▸ YOUR ASSIGNMENT
List all lines of the data containing the word "chimney".

▸ EXTRACTED ENTRIES

*****

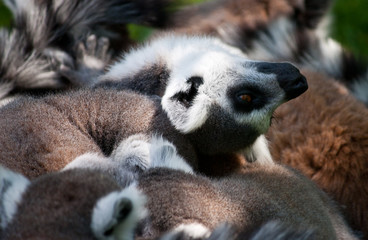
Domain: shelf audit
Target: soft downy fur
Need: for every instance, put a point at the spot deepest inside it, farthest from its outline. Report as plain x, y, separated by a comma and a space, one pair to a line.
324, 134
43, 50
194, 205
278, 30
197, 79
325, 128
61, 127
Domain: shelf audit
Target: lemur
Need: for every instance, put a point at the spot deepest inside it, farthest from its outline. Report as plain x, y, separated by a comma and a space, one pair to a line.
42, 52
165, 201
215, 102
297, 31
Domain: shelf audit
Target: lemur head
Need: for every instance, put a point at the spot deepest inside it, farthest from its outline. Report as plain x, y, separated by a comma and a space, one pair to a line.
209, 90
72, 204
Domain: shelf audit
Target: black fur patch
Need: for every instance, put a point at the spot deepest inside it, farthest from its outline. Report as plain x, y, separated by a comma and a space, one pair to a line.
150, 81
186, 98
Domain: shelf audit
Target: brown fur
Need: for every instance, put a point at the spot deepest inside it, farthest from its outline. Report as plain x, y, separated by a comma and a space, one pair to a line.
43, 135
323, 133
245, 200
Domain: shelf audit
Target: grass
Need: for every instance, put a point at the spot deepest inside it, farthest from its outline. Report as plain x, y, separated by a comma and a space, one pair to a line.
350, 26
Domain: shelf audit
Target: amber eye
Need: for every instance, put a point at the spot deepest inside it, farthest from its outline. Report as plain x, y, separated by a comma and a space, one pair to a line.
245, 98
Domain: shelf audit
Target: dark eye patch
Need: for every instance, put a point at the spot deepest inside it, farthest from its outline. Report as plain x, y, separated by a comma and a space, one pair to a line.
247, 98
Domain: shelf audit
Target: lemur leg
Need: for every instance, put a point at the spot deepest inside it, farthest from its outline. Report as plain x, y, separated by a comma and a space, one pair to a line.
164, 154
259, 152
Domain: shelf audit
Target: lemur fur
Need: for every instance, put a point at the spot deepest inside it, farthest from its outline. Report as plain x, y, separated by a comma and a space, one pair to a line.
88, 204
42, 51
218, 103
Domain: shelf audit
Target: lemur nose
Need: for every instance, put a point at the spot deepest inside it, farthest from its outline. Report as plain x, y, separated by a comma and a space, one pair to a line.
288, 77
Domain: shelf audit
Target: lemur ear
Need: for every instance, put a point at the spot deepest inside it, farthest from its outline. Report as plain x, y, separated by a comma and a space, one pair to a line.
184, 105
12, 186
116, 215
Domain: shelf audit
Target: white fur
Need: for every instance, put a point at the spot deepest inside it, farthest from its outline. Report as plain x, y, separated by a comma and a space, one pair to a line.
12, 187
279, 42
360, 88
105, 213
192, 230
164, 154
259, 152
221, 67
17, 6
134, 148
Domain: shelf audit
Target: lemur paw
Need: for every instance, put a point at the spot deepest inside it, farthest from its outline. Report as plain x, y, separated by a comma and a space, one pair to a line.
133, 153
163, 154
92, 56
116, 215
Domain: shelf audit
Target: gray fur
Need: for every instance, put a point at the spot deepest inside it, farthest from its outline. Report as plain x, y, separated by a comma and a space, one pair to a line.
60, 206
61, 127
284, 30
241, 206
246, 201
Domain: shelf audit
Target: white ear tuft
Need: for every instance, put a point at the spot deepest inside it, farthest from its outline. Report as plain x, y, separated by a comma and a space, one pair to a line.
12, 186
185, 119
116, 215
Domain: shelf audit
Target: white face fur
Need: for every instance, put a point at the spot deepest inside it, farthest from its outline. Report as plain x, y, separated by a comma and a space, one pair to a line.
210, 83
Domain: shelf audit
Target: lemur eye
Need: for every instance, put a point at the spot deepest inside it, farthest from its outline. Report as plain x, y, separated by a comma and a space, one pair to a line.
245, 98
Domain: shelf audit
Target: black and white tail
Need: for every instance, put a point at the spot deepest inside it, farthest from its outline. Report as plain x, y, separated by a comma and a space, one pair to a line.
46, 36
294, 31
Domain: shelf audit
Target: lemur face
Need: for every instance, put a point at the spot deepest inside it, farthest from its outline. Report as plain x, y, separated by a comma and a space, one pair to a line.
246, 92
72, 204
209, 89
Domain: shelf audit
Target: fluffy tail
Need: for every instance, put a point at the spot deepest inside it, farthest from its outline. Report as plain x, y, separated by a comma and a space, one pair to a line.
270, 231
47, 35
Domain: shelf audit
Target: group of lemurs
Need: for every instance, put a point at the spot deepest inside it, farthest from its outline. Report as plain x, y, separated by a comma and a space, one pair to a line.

*****

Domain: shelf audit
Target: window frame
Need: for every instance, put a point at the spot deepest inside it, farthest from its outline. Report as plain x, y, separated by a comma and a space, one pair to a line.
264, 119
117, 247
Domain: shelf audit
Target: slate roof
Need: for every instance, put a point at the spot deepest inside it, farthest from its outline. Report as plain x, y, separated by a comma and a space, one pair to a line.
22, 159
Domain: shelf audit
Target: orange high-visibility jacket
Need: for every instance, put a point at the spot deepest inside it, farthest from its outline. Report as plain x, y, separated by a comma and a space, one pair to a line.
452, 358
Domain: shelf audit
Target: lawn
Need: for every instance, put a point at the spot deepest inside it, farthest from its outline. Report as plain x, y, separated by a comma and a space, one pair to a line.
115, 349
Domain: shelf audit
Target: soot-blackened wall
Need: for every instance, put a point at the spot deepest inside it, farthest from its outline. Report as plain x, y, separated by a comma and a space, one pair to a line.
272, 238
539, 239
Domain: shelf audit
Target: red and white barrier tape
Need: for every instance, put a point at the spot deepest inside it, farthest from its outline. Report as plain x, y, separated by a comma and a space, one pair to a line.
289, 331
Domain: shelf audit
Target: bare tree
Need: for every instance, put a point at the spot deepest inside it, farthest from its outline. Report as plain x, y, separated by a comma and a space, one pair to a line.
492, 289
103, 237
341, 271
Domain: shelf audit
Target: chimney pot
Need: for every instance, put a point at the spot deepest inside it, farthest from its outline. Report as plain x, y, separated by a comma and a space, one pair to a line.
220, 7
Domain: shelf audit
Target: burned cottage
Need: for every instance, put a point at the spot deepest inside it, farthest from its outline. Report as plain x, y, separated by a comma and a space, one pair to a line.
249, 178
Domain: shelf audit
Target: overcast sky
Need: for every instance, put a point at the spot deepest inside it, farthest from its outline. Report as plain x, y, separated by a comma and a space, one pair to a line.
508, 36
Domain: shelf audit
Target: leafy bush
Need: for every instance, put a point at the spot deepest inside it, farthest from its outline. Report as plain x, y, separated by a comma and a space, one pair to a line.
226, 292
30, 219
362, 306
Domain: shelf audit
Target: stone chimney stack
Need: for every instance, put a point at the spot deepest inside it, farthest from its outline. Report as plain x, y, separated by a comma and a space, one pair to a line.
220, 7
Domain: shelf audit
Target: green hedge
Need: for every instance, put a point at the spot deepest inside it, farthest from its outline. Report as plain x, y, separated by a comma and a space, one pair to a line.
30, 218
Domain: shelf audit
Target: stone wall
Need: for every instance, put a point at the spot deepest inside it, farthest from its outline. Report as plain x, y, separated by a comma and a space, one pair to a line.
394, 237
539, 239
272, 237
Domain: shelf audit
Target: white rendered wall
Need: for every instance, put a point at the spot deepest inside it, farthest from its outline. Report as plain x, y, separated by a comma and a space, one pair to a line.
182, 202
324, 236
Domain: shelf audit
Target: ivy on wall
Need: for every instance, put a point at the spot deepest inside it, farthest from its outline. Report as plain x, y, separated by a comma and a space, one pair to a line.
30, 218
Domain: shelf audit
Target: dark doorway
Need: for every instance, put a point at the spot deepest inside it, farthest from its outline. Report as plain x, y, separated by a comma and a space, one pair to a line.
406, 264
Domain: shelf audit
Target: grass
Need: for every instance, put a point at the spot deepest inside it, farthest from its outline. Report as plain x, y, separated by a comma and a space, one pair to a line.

*****

▸ EXERCISE RESPONSE
Target: chimney pot
Target: stone chimney stack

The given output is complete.